##### Extract to read #####
# Got a P0171 CEL



## jblackburn (Apr 14, 2012)

Vacuum leak. 

Check the PCV hose into the front of the air box.


----------



## JcT21 (Apr 20, 2011)

i had this code yesterday. dealership told me i had a loose oil fill cap. dont sound right. maybe it was...


----------



## jblackburn (Apr 14, 2012)

JcT21 said:


> i had this code yesterday. dealership told me i had a loose oil fill cap. dont sound right. maybe it was...


Yes it does. A loose oil cap will cause a massive vacuum leak that the O2 sensor picks up on when the readings don't agree with the mass airflow sensor. 

My Saab would actually have such a big vacuum leak that it would stall every time when the oil cap was loose.
##### Provided material #####
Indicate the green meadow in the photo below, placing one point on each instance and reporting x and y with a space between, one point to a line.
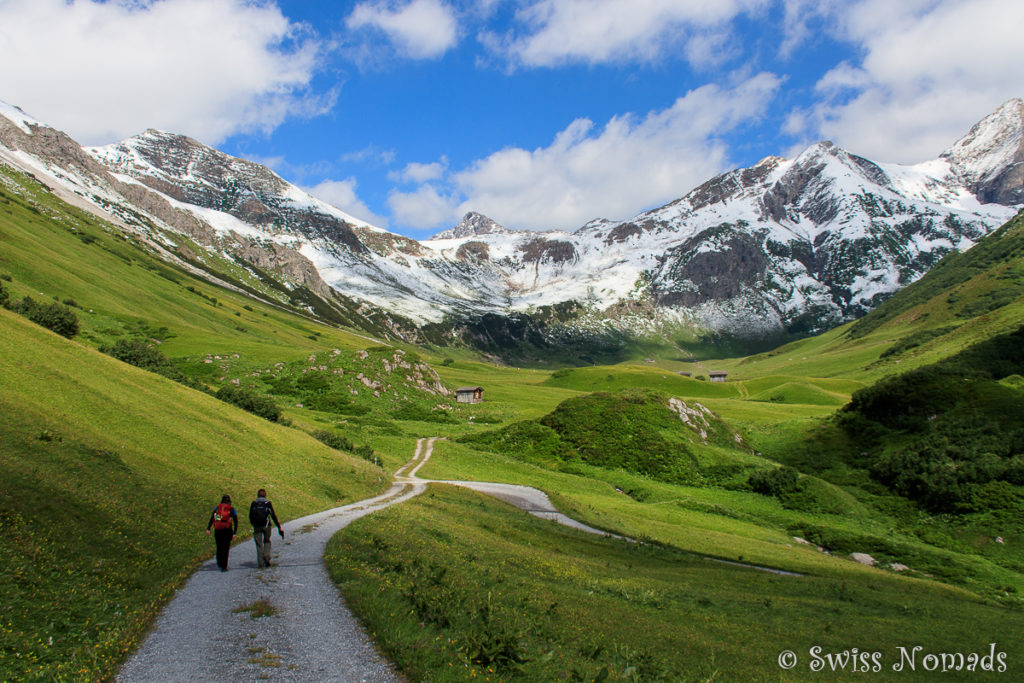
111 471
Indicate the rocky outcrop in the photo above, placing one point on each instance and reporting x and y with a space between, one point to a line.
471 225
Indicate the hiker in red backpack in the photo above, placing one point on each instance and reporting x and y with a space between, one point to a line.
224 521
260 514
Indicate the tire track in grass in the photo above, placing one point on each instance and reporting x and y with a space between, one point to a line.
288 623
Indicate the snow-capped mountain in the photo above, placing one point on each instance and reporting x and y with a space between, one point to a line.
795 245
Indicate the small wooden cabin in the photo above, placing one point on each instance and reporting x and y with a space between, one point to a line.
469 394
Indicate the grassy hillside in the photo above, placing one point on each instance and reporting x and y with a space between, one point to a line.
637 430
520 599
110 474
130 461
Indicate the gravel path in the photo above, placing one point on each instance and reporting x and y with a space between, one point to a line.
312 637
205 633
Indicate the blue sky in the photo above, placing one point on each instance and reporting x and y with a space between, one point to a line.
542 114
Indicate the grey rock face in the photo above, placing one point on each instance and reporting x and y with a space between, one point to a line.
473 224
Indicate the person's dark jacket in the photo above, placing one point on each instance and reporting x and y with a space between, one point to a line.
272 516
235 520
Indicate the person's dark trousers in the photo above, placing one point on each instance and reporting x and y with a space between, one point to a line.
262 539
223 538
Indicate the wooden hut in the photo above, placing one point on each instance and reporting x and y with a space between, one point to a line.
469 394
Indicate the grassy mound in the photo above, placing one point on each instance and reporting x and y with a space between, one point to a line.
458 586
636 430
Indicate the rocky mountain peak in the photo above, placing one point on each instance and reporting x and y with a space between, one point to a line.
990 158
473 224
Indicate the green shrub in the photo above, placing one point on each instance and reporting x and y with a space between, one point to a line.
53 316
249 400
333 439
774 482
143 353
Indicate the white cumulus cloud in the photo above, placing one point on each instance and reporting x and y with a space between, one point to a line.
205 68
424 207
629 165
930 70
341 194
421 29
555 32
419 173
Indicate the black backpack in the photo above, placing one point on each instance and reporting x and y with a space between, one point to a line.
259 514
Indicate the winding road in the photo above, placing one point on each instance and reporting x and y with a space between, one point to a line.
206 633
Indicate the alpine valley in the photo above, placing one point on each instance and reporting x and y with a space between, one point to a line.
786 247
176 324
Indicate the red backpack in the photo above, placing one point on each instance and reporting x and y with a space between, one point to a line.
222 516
#####
**Given instruction 1:** Repeat everything in the records from the line containing "Indicate the red" down to the end of the records, leaving each word and number unchanged.
**Given instruction 2:** Please pick up the forum thread about the P0171 code from where it stops and continue it.
The forum thread and the records come from separate, unrelated sources.

**Task output 1:**
Indicate the red backpack in the photo above, placing one point on each instance and reporting x and y with a space between, one point to a line.
222 516

**Task output 2:**
----------



## titan2782 (Nov 4, 2011)

Mine went away. Pretty sure it was a combination of the remaining octane booster i used with my low tank of gas and a very cold night while not letting it warm up before driving. Went away the next day and haven't seen it since.


----------



## KaP10 (Mar 18, 2015)

Could be a Bad Valve Cover


----------



## SneakerFix (Jul 28, 2013)

KaP10 said:


> Could be a Bad Valve Cover


Did you happens to check how old this post is?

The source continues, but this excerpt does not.